* Aim
Write out every entry word for word.

+++ Input for this task +++

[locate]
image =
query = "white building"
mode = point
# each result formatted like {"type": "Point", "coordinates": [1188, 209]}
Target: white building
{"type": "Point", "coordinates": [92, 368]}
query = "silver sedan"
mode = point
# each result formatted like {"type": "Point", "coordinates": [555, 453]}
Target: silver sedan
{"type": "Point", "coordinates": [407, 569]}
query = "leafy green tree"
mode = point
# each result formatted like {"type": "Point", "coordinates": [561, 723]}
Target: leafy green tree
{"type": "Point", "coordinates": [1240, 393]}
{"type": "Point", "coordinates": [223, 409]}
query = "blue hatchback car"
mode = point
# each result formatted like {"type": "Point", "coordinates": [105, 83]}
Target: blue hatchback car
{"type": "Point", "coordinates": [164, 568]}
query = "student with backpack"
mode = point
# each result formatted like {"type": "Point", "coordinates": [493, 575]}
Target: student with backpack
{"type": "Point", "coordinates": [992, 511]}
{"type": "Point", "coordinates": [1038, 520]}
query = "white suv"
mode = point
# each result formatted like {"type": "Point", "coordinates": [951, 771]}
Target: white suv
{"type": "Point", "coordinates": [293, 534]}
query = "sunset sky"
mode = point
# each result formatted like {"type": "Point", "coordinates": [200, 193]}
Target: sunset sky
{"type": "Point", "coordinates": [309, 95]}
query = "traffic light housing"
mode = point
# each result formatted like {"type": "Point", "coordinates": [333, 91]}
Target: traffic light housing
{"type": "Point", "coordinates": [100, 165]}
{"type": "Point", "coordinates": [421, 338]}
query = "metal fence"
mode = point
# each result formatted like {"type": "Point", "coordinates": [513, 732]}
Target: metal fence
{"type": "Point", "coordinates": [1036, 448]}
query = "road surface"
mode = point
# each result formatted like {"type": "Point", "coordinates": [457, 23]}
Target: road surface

+++

* Expected output
[locate]
image =
query = "white building"
mode = point
# each result formatted like {"type": "Point", "coordinates": [1188, 209]}
Target: white building
{"type": "Point", "coordinates": [92, 368]}
query = "silver sedan"
mode = point
# each result formatted like {"type": "Point", "coordinates": [555, 453]}
Target: silver sedan
{"type": "Point", "coordinates": [407, 569]}
query = "leafy green tree"
mode = point
# each result formatted like {"type": "Point", "coordinates": [561, 723]}
Target: leafy green tree
{"type": "Point", "coordinates": [1240, 393]}
{"type": "Point", "coordinates": [223, 409]}
query = "blue hatchback car"
mode = point
# each result formatted like {"type": "Point", "coordinates": [105, 83]}
Target: blue hatchback car
{"type": "Point", "coordinates": [164, 568]}
query = "student with backpack"
mode = point
# each result formatted like {"type": "Point", "coordinates": [493, 575]}
Target: student with backpack
{"type": "Point", "coordinates": [992, 511]}
{"type": "Point", "coordinates": [1038, 520]}
query = "white suv"
mode = point
# each result formatted like {"type": "Point", "coordinates": [951, 771]}
Target: white suv
{"type": "Point", "coordinates": [293, 534]}
query = "sunset sky"
mode = point
# each result formatted like {"type": "Point", "coordinates": [200, 193]}
Target: sunset sky
{"type": "Point", "coordinates": [309, 95]}
query = "traffic light housing"
mode = point
# each result formatted like {"type": "Point", "coordinates": [333, 91]}
Target: traffic light housing
{"type": "Point", "coordinates": [100, 165]}
{"type": "Point", "coordinates": [421, 338]}
query = "metal fence"
mode = point
# each result formatted like {"type": "Point", "coordinates": [513, 732]}
Target: metal fence
{"type": "Point", "coordinates": [1036, 448]}
query = "road surface"
mode = point
# each result formatted like {"type": "Point", "coordinates": [457, 23]}
Target: road surface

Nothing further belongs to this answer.